TASK REQUIREMENTS:
1 - Type out the entire Watchmen tie-in books review with no changes.
2 - Show each line of the records that contains the word "handle".
==== DOCUMENT EXTRACT ====
Watching the Watchmen hardbound editionAs you all know, this week is the one we’ve been waiting so impatiently for, the Watchmen Week of Geek!

In celebration of this momentous occasion, I have a collection of great books to tell you about. But before I get into the movie tie-in books, I should mention that if you haven’t read the original Watchmen graphic novel by Alan Moore and Dave Gibbons, be sure to get your hands on that! Ok, now that that’s out of the way, we’ll start this entry up with a review of the grand daddy of the Watchmen tie-in books: Watching the Watchmen. After that, we will have more brief looks at Watchmen: The Art of the Film, Watchmen: The Official Film Companion (Hardcover Edition), Watchmen and Philosophy: A Rorschach Test (The Blackwell Philosophy and Pop Culture Series), and Watchmen: Portraits.

Watching the Watchmen
The Definitive Companion to the Ultimate Graphic Novel
By Dave Gibbons, Chip Kidd, Mike Essl
Hardcover: 256 pages
Publisher: Titan Books (October 21, 2008)

Watching the Watchmen is about as in-depth a look into the world of Watchmen as you could possibly get. Basically, the book is a museum, full of the personal property of artist and co-creator Dave Gibbons himself. You get to see pretty much EVERYTHING that went into the brainstorming, the outlining, the structuring, and the construction of one of the greatest graphic novels ever created — Watchmen.
==== SOURCE MATERIAL ====
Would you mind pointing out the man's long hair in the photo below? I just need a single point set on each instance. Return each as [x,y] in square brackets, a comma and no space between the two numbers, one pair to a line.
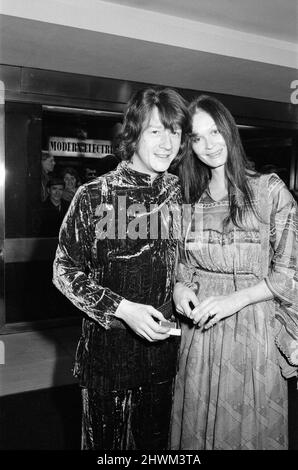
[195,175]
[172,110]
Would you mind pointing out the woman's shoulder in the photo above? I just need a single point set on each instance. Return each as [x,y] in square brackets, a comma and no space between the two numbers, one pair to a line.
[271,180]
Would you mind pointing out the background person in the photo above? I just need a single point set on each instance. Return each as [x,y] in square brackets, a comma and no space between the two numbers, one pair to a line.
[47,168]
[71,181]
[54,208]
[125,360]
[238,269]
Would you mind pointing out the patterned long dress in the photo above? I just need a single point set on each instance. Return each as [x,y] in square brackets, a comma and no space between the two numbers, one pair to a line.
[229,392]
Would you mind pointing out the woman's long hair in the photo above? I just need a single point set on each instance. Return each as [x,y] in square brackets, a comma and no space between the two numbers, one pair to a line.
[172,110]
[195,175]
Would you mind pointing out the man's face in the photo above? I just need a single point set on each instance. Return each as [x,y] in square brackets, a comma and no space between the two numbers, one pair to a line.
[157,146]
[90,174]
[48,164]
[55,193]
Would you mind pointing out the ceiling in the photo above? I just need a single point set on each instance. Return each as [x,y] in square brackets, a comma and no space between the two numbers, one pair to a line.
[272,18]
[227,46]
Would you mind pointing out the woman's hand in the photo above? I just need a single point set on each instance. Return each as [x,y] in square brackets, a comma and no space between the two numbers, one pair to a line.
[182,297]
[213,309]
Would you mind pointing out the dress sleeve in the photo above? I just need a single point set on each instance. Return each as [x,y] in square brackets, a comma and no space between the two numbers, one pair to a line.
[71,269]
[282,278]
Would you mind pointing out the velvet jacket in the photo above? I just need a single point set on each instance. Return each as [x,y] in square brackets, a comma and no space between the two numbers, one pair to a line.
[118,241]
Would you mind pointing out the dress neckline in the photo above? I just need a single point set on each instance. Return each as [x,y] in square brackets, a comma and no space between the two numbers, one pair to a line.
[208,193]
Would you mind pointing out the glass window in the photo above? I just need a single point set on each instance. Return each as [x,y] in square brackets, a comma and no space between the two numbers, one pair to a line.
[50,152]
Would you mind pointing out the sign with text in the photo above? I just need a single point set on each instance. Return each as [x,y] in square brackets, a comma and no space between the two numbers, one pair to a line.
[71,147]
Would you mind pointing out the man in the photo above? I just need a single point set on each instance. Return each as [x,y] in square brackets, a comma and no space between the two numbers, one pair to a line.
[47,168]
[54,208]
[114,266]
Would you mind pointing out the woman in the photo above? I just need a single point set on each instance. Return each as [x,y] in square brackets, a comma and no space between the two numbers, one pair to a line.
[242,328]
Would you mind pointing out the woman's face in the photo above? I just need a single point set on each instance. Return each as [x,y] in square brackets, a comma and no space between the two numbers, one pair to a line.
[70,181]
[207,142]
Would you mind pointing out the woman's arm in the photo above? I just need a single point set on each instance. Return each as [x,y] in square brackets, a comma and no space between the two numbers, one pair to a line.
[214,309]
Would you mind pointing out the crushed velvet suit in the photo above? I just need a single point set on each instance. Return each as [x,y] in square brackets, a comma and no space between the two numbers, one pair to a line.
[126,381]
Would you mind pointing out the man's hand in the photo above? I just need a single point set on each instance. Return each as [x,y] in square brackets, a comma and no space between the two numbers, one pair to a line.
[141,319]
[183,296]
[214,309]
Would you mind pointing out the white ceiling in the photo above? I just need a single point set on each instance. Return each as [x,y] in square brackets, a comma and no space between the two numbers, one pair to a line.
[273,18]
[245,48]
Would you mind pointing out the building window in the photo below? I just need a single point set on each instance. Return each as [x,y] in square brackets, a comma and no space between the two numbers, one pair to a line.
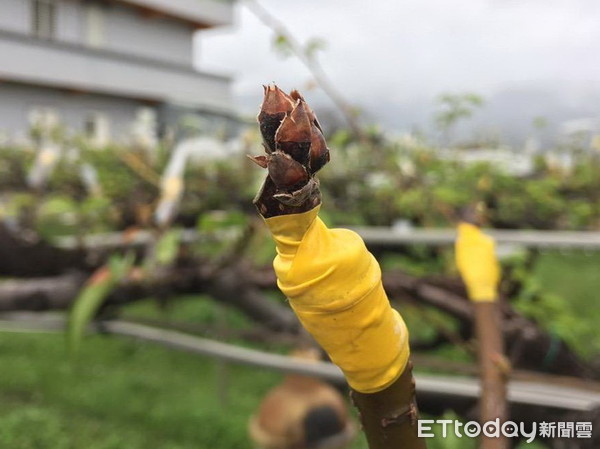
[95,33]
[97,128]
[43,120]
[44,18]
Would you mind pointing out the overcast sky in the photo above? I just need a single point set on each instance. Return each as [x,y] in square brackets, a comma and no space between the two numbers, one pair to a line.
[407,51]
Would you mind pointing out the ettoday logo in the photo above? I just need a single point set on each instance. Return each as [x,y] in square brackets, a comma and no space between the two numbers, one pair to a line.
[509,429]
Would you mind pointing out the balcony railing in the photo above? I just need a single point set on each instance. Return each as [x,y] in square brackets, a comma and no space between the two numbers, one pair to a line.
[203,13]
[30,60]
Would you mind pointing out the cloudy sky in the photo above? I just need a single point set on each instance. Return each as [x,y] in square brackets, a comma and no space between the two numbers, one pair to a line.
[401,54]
====
==== SOURCE MATERIAL ====
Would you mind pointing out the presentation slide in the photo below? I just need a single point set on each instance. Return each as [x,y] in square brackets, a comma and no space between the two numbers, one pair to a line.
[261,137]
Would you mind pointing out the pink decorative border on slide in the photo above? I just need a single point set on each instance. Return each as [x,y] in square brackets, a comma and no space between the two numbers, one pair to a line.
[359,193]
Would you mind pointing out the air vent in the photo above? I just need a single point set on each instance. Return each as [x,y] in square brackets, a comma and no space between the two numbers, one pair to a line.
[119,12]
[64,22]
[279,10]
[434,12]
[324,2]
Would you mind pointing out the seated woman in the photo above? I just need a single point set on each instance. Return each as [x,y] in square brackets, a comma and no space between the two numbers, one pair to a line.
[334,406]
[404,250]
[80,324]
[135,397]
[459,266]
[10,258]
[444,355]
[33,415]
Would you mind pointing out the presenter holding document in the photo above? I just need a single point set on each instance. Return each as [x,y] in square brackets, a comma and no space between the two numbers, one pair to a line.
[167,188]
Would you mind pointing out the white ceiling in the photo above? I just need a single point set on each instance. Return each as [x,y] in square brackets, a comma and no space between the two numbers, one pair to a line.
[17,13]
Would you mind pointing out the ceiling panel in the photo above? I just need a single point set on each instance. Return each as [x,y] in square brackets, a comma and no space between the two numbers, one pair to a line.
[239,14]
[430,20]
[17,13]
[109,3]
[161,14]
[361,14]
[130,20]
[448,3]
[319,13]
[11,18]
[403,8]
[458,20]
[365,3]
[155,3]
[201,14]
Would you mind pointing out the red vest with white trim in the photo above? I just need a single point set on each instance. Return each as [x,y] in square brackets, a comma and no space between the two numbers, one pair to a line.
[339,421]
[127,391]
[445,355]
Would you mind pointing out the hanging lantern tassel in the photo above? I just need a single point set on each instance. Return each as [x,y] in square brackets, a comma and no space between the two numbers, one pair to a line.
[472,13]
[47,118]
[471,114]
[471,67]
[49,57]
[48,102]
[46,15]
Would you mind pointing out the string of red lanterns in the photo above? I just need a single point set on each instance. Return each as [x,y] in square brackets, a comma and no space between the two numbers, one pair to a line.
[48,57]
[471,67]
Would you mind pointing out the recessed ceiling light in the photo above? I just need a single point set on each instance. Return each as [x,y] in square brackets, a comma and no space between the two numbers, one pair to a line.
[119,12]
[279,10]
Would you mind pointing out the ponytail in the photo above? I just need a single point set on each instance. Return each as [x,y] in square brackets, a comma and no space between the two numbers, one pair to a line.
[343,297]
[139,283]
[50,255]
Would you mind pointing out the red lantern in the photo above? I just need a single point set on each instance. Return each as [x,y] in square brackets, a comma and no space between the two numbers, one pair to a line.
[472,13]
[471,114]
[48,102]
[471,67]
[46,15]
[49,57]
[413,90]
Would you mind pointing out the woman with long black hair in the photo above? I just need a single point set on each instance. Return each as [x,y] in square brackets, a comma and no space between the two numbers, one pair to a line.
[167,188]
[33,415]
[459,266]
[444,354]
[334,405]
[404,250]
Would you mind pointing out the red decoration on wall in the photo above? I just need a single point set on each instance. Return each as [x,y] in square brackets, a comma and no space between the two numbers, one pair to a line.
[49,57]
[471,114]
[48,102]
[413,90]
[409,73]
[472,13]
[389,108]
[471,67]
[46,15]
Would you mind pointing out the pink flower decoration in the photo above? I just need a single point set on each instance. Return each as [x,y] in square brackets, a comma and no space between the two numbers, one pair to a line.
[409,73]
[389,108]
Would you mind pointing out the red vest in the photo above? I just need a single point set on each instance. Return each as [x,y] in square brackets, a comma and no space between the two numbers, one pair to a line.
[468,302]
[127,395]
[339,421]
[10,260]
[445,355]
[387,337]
====
==== SOURCE MATERIAL ====
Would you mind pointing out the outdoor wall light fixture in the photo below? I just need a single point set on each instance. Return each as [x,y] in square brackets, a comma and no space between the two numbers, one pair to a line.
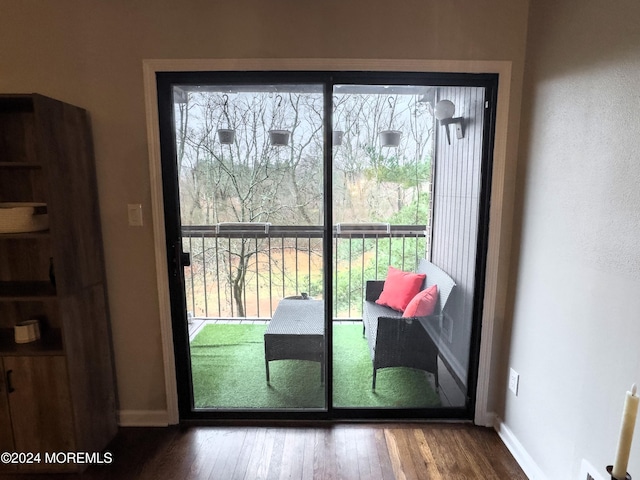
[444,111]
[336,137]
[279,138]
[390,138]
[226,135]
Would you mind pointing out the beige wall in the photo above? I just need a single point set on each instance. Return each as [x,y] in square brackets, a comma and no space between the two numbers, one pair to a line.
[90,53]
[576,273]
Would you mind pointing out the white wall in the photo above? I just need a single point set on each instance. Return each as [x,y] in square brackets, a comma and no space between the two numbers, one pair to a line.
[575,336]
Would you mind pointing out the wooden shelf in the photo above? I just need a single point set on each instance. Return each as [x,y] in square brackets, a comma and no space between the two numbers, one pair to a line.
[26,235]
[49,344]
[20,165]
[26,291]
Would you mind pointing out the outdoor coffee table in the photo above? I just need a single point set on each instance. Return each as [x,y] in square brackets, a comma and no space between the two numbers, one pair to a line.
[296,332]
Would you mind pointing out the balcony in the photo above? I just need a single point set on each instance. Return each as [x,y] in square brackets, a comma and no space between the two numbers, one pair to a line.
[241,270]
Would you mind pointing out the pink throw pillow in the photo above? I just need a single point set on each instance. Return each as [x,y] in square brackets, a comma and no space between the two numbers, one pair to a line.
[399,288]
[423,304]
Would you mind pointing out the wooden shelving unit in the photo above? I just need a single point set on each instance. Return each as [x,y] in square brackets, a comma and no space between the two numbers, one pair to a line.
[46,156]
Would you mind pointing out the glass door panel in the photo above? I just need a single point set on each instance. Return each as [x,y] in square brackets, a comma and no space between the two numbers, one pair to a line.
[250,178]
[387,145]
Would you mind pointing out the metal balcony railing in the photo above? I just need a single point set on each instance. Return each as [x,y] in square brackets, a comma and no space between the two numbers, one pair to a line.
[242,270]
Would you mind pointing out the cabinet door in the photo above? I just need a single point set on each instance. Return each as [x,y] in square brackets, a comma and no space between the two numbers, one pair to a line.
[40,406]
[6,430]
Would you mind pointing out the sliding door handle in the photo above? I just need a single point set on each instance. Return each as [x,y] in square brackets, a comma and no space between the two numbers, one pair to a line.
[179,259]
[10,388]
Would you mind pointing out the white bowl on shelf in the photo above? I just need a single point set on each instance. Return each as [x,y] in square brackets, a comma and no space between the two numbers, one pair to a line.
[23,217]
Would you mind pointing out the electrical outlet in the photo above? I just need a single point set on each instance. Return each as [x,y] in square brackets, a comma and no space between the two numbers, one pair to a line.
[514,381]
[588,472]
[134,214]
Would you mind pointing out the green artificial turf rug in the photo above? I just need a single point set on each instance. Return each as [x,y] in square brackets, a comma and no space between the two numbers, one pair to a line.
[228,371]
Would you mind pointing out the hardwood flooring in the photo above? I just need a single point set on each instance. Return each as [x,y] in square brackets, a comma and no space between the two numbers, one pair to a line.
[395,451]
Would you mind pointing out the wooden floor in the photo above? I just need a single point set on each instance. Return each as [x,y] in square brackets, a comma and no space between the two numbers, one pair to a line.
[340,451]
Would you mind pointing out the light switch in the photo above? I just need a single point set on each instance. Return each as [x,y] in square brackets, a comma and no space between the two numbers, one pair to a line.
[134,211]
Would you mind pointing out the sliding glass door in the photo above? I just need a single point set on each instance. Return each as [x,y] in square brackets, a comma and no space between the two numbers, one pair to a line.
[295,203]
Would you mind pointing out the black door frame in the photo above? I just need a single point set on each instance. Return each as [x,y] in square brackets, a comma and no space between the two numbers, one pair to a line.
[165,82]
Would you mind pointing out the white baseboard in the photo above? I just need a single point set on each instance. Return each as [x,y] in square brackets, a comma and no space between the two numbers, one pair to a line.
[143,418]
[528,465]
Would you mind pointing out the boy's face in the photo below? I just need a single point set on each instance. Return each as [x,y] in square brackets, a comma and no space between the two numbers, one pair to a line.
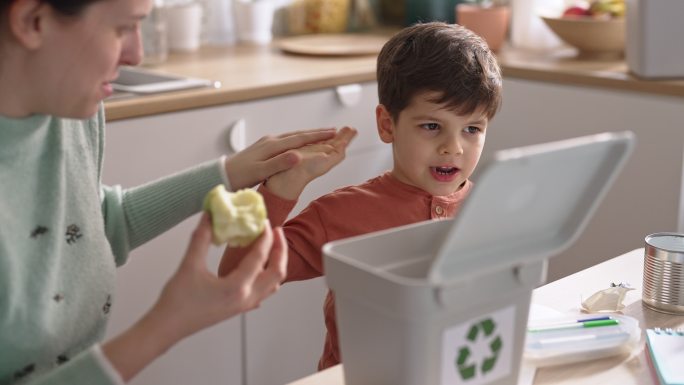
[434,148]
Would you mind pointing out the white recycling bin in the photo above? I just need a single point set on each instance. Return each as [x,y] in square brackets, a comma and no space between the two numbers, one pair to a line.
====
TASK-BY-TASK RESULTS:
1 -
Watching the Watchmen hardbound editionAs you all know, this week is the one we’ve been waiting so impatiently for, the Watchmen Week of Geek!

In celebration of this momentous occasion, I have a collection of great books to tell you about. But before I get into the movie tie-in books, I should mention that if you haven’t read the original Watchmen graphic novel by Alan Moore and Dave Gibbons, be sure to get your hands on that! Ok, now that that’s out of the way, we’ll start this entry up with a review of the grand daddy of the Watchmen tie-in books: Watching the Watchmen. After that, we will have more brief looks at Watchmen: The Art of the Film, Watchmen: The Official Film Companion (Hardcover Edition), Watchmen and Philosophy: A Rorschach Test (The Blackwell Philosophy and Pop Culture Series), and Watchmen: Portraits.

Watching the Watchmen
The Definitive Companion to the Ultimate Graphic Novel
By Dave Gibbons, Chip Kidd, Mike Essl
Hardcover: 256 pages
Publisher: Titan Books (October 21, 2008)

Watching the Watchmen is about as in-depth a look into the world of Watchmen as you could possibly get. Basically, the book is a museum, full of the personal property of artist and co-creator Dave Gibbons himself. You get to see pretty much EVERYTHING that went into the brainstorming, the outlining, the structuring, and the construction of one of the greatest graphic novels ever created — Watchmen.

2 -
Would you mind pointing out the sliding door handle in the photo above? I just need a single point set on each instance. Return each as [x,y] in square brackets, a comma and no space between the two numbers, one pair to a line.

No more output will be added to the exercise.